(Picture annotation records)
◆ ◆ ◆ ◆ ◆ ◆ ◆

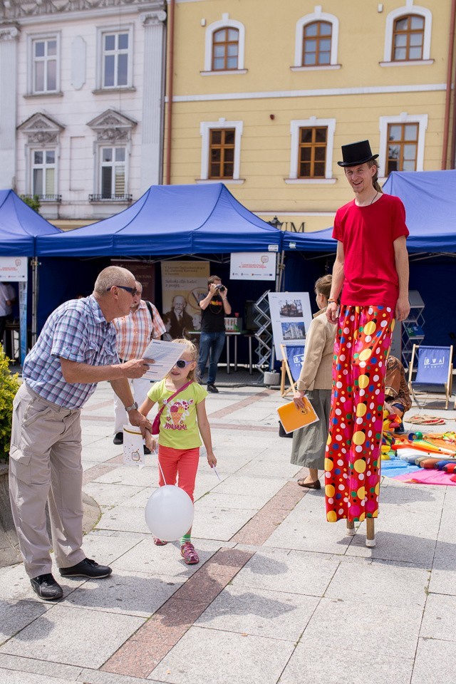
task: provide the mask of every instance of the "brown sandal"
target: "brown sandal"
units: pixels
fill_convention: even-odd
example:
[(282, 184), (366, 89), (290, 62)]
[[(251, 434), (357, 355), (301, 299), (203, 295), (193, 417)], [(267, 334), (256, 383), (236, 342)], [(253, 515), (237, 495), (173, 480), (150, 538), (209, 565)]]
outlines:
[(316, 480), (314, 482), (306, 482), (304, 477), (298, 480), (299, 487), (304, 487), (307, 489), (321, 489), (321, 484), (319, 480)]

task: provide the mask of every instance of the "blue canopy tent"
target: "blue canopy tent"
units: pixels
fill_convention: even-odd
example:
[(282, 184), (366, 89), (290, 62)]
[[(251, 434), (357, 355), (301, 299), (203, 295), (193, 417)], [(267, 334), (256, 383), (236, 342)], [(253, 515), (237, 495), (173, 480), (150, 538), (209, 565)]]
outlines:
[[(456, 252), (456, 170), (393, 171), (383, 189), (404, 203), (410, 232), (409, 252)], [(335, 252), (332, 232), (327, 228), (312, 233), (286, 232), (284, 249)]]
[(222, 183), (152, 185), (108, 219), (37, 243), (42, 256), (95, 256), (279, 251), (283, 234), (242, 206)]
[[(0, 256), (31, 257), (36, 238), (61, 231), (33, 211), (13, 190), (0, 190)], [(32, 262), (32, 340), (36, 331), (36, 266)], [(21, 359), (27, 351), (27, 281), (19, 284)]]

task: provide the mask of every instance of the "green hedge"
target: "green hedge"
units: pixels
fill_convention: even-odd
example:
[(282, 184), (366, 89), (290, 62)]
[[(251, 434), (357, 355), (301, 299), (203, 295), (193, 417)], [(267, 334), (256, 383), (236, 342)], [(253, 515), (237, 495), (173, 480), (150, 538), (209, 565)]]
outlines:
[(0, 344), (0, 461), (7, 460), (9, 455), (13, 399), (19, 388), (17, 373), (11, 374), (9, 361)]

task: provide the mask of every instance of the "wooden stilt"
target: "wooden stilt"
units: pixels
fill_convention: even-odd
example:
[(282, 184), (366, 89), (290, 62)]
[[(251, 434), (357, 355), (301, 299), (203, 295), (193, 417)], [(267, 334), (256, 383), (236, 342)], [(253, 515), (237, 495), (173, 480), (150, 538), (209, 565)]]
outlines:
[(373, 547), (375, 545), (375, 520), (373, 518), (366, 518), (366, 545)]
[(356, 532), (355, 523), (353, 520), (347, 520), (347, 534), (348, 537), (353, 537)]

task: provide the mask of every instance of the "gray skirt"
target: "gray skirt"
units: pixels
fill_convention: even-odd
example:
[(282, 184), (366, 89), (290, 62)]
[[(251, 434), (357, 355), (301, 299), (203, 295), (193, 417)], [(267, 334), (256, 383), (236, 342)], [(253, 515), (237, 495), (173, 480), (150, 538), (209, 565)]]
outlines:
[(319, 420), (293, 433), (291, 462), (306, 468), (324, 470), (325, 450), (328, 439), (331, 390), (311, 390), (306, 396)]

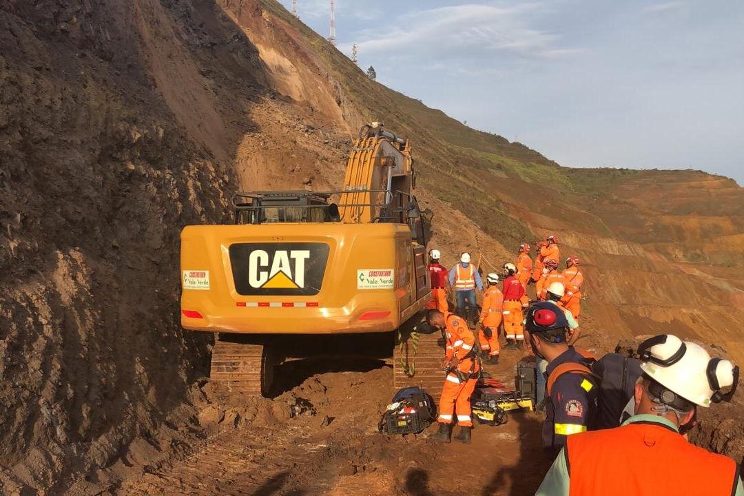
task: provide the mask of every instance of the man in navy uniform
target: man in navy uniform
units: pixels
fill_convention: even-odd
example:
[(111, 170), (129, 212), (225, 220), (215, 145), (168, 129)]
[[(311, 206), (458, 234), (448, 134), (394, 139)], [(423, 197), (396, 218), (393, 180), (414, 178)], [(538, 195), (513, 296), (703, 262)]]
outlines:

◆ ◆ ◆ ◆ ◆ ◆ ◆

Stated goal - Swap "pixels" for "px" throughout the records and rewrite them with nothing else changed. Leave the pictures out.

Exercise output -
task: provide the mask of every instance of the "brown sandal"
target: "brown sandal"
units: px
fill_convention: even-odd
example:
[(282, 184), (366, 89), (290, 62)]
[[(251, 434), (357, 355), (301, 299), (203, 295), (193, 417)], [(267, 334), (256, 383), (236, 342)], [(253, 515), (237, 495), (173, 480), (150, 538), (209, 565)]]
outlines:
[(316, 480), (314, 482), (306, 482), (304, 477), (298, 480), (299, 487), (304, 487), (307, 489), (321, 489), (321, 484), (319, 480)]

task: provide the mask of every instance of the "blue canopy tent"
target: "blue canopy tent"
units: px
fill_convention: even-odd
example:
[(282, 184), (366, 89), (290, 62)]
[[(251, 434), (357, 355), (301, 299), (203, 295), (193, 417)], [(267, 334), (256, 383), (236, 342)], [(253, 515), (237, 495), (173, 480), (150, 538), (209, 565)]]
outlines:
[[(456, 252), (456, 170), (393, 171), (383, 189), (404, 203), (410, 232), (409, 252)], [(335, 252), (332, 232), (327, 228), (312, 233), (286, 232), (284, 249)]]
[(222, 183), (152, 185), (108, 219), (37, 243), (42, 256), (95, 256), (279, 251), (283, 234), (242, 206)]
[[(0, 256), (31, 257), (36, 238), (61, 231), (33, 211), (13, 190), (0, 190)], [(32, 262), (32, 340), (36, 331), (36, 266)], [(21, 359), (27, 351), (27, 281), (19, 284)]]

task: provide the mask of every instance of the "green hedge"
target: "green hedge"
units: px
fill_convention: even-odd
example:
[(282, 184), (366, 89), (290, 62)]
[[(251, 434), (357, 355), (301, 299), (203, 295), (193, 417)], [(267, 334), (256, 383), (236, 342)], [(253, 515), (237, 495), (173, 480), (150, 538), (209, 565)]]
outlines:
[(0, 344), (0, 461), (7, 460), (9, 455), (13, 399), (19, 388), (17, 373), (11, 374), (9, 361)]

task: provide the mask of every instance of the "wooden stilt"
target: "wooden stilt"
units: px
fill_convention: even-odd
example:
[(282, 184), (366, 89), (290, 62)]
[[(251, 434), (357, 355), (301, 299), (203, 295), (193, 417)], [(267, 334), (256, 383), (236, 342)], [(253, 515), (237, 495), (173, 480), (150, 538), (209, 565)]]
outlines:
[(373, 547), (375, 545), (375, 520), (373, 518), (366, 518), (366, 545)]
[(356, 532), (355, 523), (353, 520), (347, 520), (347, 534), (348, 537), (353, 537)]

task: provide the mask of every instance of the "gray skirt"
target: "gray skirt"
units: px
fill_convention: even-odd
example:
[(282, 184), (366, 89), (290, 62)]
[[(251, 434), (357, 355), (301, 299), (203, 295), (193, 417)], [(267, 334), (256, 383), (236, 342)], [(253, 515), (237, 495), (173, 480), (150, 538), (209, 565)]]
outlines:
[(319, 420), (293, 433), (291, 462), (306, 468), (324, 470), (325, 450), (328, 439), (331, 390), (311, 390), (306, 396)]

task: provide the mask of every instance of the man in navy uniform
target: man in navy uniform
units: px
fill_convention: even-odd
example:
[(111, 170), (129, 212), (225, 220), (215, 145), (168, 129)]
[[(311, 206), (458, 234), (448, 134), (394, 139)], [(423, 197), (396, 218), (393, 180), (414, 178)], [(538, 195), (513, 296), (703, 262)]]
outlines:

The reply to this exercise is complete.